(Labeled photos with boxes)
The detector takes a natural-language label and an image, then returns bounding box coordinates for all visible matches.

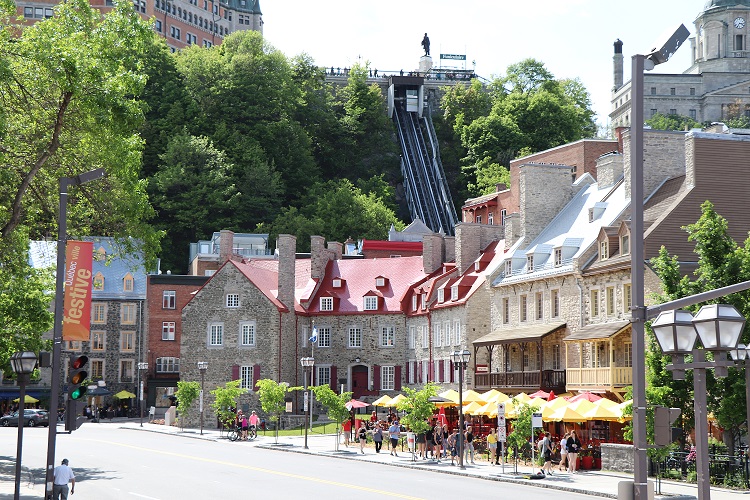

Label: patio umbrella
[113,391,136,399]
[13,394,39,404]
[344,399,370,410]
[372,394,391,406]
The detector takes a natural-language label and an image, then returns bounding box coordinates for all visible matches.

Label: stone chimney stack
[422,233,445,274]
[456,222,482,275]
[278,234,297,311]
[219,229,234,266]
[612,38,623,92]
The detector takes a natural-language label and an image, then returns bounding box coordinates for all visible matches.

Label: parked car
[0,409,49,427]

**WRITTEN TASK**
Retype every line of the records above without changes, leaving out the pictures.

**THE SOLUTION**
The detector takes a natural-language label and an image, then returns bounding box coordinates for all visible matches.


Label: patio umbrella
[113,391,136,399]
[13,394,39,404]
[344,399,370,410]
[372,394,391,406]
The detector takes a natural-language label and an image, then returns bounding box coordinates for all visible matches.

Label: stone chimney stack
[422,233,445,274]
[456,222,482,275]
[278,234,297,311]
[219,229,234,266]
[612,38,623,92]
The detector takes a natural-language label and an image, then returns bounding box coordinates for all visible matches.

Label: parked car
[0,409,49,427]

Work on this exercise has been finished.